▶ **GOAL**
Output all of the entries below precisely as written.

[Excerpt from a dataset]
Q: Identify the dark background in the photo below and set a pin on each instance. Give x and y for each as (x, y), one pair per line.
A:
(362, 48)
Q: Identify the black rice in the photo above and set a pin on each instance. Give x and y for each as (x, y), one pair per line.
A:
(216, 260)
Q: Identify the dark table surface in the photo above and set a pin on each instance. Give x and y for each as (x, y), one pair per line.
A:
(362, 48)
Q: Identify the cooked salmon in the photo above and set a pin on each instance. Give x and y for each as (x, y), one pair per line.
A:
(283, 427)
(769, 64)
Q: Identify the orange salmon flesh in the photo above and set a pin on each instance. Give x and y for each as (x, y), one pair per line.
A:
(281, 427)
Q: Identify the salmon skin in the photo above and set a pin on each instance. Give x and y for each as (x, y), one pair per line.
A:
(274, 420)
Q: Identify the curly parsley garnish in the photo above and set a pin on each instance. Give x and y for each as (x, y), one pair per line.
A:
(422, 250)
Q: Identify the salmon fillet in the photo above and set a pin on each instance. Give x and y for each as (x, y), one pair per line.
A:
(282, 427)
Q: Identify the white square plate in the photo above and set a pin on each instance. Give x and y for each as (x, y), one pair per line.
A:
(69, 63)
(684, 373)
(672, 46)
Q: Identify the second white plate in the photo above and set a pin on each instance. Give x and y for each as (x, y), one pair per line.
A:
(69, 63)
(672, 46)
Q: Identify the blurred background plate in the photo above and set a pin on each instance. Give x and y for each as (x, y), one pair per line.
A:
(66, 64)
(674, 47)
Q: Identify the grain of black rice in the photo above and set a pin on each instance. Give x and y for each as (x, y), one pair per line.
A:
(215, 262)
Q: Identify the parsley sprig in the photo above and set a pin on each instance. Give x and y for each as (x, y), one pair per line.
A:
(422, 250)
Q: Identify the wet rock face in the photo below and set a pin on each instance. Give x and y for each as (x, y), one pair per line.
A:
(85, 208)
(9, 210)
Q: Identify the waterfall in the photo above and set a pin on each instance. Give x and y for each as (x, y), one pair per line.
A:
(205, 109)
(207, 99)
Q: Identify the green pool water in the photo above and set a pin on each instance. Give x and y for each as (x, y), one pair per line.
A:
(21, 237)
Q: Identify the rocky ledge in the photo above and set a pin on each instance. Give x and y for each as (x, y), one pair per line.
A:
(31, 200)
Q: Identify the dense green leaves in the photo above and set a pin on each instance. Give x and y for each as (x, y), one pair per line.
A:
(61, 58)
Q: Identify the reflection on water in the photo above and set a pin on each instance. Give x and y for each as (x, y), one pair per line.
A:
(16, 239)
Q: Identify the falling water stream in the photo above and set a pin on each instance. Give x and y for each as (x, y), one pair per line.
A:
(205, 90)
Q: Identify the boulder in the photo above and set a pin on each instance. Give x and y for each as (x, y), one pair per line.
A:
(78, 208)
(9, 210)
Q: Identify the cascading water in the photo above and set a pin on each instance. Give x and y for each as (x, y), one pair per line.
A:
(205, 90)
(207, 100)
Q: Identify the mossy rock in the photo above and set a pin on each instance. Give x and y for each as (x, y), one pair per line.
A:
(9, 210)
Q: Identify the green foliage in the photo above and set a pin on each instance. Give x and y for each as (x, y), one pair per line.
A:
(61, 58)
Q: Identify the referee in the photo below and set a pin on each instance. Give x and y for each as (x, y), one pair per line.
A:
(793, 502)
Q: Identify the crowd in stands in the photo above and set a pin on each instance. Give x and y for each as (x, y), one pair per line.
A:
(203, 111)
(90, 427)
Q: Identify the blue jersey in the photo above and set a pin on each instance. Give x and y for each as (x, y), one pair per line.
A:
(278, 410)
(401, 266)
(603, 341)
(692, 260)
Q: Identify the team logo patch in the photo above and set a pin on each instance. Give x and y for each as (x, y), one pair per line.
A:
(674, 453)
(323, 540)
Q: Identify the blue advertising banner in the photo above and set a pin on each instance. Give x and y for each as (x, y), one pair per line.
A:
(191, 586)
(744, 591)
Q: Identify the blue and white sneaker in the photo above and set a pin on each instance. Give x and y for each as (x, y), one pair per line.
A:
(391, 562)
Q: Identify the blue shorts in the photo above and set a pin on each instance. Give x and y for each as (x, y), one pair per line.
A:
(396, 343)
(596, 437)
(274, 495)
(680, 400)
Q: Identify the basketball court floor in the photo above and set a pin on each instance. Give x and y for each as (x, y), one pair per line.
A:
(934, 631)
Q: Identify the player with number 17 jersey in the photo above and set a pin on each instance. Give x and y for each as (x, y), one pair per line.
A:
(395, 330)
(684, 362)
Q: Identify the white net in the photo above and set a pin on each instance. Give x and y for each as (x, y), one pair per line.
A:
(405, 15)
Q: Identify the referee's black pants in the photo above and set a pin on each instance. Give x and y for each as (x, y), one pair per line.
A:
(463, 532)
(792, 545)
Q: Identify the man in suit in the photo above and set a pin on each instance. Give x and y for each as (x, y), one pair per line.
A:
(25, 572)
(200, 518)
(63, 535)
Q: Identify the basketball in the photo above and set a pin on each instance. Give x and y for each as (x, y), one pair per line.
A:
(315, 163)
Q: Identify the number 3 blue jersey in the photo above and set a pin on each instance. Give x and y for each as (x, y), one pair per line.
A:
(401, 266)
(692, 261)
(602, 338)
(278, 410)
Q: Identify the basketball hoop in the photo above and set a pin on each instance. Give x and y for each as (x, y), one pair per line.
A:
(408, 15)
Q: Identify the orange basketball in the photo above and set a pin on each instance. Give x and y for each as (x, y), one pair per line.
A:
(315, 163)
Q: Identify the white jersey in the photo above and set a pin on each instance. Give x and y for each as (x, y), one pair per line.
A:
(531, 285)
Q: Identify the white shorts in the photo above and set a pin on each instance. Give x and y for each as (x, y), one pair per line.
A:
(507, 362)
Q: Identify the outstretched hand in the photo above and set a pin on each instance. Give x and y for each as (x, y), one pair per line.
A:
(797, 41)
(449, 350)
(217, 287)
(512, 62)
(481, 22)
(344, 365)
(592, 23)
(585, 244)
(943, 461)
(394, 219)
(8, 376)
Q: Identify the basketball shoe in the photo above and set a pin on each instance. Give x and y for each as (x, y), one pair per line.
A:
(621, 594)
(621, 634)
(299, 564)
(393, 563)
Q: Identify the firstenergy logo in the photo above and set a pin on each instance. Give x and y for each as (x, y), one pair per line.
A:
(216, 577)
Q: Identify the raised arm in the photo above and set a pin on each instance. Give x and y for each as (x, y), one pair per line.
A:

▶ **REPLY**
Q: Identify the dark background in the photo below and set a pin on each instance. Give x and y for each as (x, y), one pair per line.
A:
(362, 48)
Q: Identify the black rice in the photo above and set a pin on each instance. Give x and y for each as (x, y), one pair per line.
A:
(216, 260)
Q: Identify the dark table surface in the photo above and set a pin on each instance. Give x and y for each as (x, y), one pair per line.
A:
(362, 48)
Q: Identify the cooked salmon in the photo above and set a pin on each instance. Give x and y for each as (x, y), one pair per line.
A:
(283, 427)
(769, 64)
Q: Identify the orange salmon flesh in the photo above and set a pin on each instance. Give x and y for each as (x, y), one pair per line.
A:
(281, 427)
Q: Identify the salmon skin in the photo above and set a pin on each instance. Give x and y for each as (x, y), one pair per line.
A:
(274, 420)
Q: Identify the curly parsley garnish in the photo above and set a pin on each instance. Give x and y for each as (x, y), one pair per line.
A:
(422, 250)
Q: Identify the salmon fillet in the photo above and set a pin on each instance. Give x and y for each as (x, y), one pair per line.
A:
(282, 427)
Q: Identify the white square plate in the photo above and set a pin on each instance. Give x and y for each as (x, y), one pair per line.
A:
(69, 63)
(684, 373)
(672, 46)
Q: Identify the second white plate in the photo above and set a pin on each instance. Give x and y for each as (x, y), one pair per line.
A:
(69, 63)
(672, 46)
Q: Identify the blurred background plate in the photo above and set a pin on each instance. Give x and y for each as (x, y), one pair per line.
A:
(66, 64)
(674, 47)
Q: Identify the grain of black rice in the photo above and set a pin on each instance. Give x and y for each as (x, y), one pair per line.
A:
(215, 262)
Q: Identify the parsley sprig in the photo above and set a pin on each instance. Give x and y for each as (x, y), one pair per line.
A:
(422, 250)
Q: Identify the wet rock face in the photo below and set a pin on each instance. Give x and y for each as (x, y), one pair per line.
A:
(85, 208)
(9, 210)
Q: Identify the waterfall in the photo above and set a pin on each instance. Give x and y for each as (x, y), one pair per line.
A:
(205, 109)
(207, 99)
Q: Identify the green pool water in the photo above and set a pin on each instance. Give x and y for each as (x, y), one pair per line.
A:
(21, 237)
Q: Identify the rocky ledge in the photo above and set a pin on each instance. Give x and y for each as (x, y), one pair per line.
A:
(31, 200)
Q: Identify the dense green leaves in the photo above and set a pin on each instance. Give x and y for each as (x, y), one pair per line.
A:
(61, 58)
Q: Identify the reflection on water in the photo above and set a pin on each instance. Give x and y for each as (x, y), one pair per line.
A:
(16, 239)
Q: Identify the falling water stream in the photo above and set a pin on each instance. Give x and y for each as (x, y), one pair per line.
A:
(205, 90)
Q: Identify the boulder in the photo above and set a pin on each instance. Give x and y for each as (x, y), one pair per line.
A:
(78, 208)
(9, 210)
Q: Identify the cascading water in the photo above and set a pin on each instance. Give x and y for each as (x, y), one pair per line.
A:
(205, 90)
(207, 100)
Q: Identify the mossy rock in the photo above and set a pin on each instance. Give x and y for each as (x, y), one pair per line.
A:
(9, 210)
Q: Identify the green foliage in the photo above and set a pin on each instance. Give x and y for each as (x, y), one pair per line.
A:
(61, 58)
Q: Identify the referee in the photo below and set a pin on each instance. Give x and y for each as (x, y), one pair per line.
A:
(793, 502)
Q: Identify the crowd in stands in the photo above and set a pin on each instance. Give x and y for each as (x, y), one pair per line.
A:
(203, 111)
(90, 427)
Q: Identify the blue jersey in the photo above and set a pin on each instance. Give x and y for each as (x, y), one pair per line.
A:
(278, 410)
(401, 266)
(603, 341)
(692, 260)
Q: Identify the team logo patch in the photo above and set a pin on each instance. Give x and y for each as (x, y), one pair per line.
A:
(674, 453)
(323, 540)
Q: Identify the blue advertising banner in the photo above and set a pin on each instance. Give x and y for each as (x, y), one pair per line.
A:
(191, 586)
(744, 591)
Q: Identify the blue and white sneaker in the photo above and set a pin on each instance. Give x and y for each as (x, y), one pair per line.
A:
(391, 562)
Q: Identify the blue shorts in the photo above and set a pin on each instance. Give x and y for each as (x, y), one pair per line.
A:
(396, 343)
(596, 437)
(274, 495)
(680, 400)
Q: Identify the basketball court floor in the photo above and set a pin on each instance. Give x and y for each as (x, y), one pair per line.
A:
(934, 631)
Q: Identify the player with number 17 jersey in the photo above and set a pin on each instance. Give x and y for each as (x, y), one pair per line.
A:
(395, 330)
(684, 362)
Q: Identify the white net in the photo above and set a pin on each instance. Give x and y for each as (x, y), one pair per line.
A:
(405, 15)
Q: Identify the referee's black pants in the photo above and set a pin on each instance. Give x and y for each as (x, y), one pair per line.
A:
(463, 532)
(792, 545)
Q: Identify the man in suit in the photo above and set a pin on each instance. Give x and y for each as (x, y), one pair per line.
A:
(25, 572)
(200, 518)
(63, 535)
Q: Identify the basketball in the photo above and set a pin on each instance. Give x and y for each as (x, y), one pair per line.
A:
(315, 163)
Q: Identify the number 3 blue jersey in the photo above and set a pin on each instance. Give x and y for each as (x, y), one pair per line.
A:
(401, 266)
(692, 261)
(602, 338)
(278, 410)
Q: Identify the basketball hoop in the photo above and set a pin on each instance. Give x and y for each as (x, y), one pair per line.
A:
(408, 15)
Q: Identify the orange basketball in the photo above and set a pin on each instance. Give x and y for each as (x, y), one pair per line.
A:
(315, 163)
Q: Identify the white jersey in the photo above and set a pin on each instance. Give x and y for each as (x, y), one pair per line.
A:
(531, 285)
Q: Identify the white shorts in the photo above and set a pin on each instance. Give x and y for each as (x, y), one pair per line.
A:
(507, 362)
Q: Identify the outstretched hand in the photo above and set a pin on each instance. Give x and y for each as (x, y), one pair per line.
A:
(797, 41)
(449, 350)
(217, 287)
(512, 62)
(481, 22)
(344, 365)
(592, 23)
(585, 244)
(943, 461)
(394, 219)
(8, 376)
Q: Identify the basketball shoe in the photo above and set a pin on each instance. Give x and y for each as (x, y), one pair per line.
A:
(621, 594)
(621, 634)
(299, 564)
(393, 563)
Q: Identify the firstenergy logo in the photo above and set a pin on each instance. Give x and y for each as (x, y), one pair per line.
A:
(216, 577)
Q: Identify the raised arm in the photo above and set a pin on each instance. Give x and y for each as (x, y), one pair per line.
A:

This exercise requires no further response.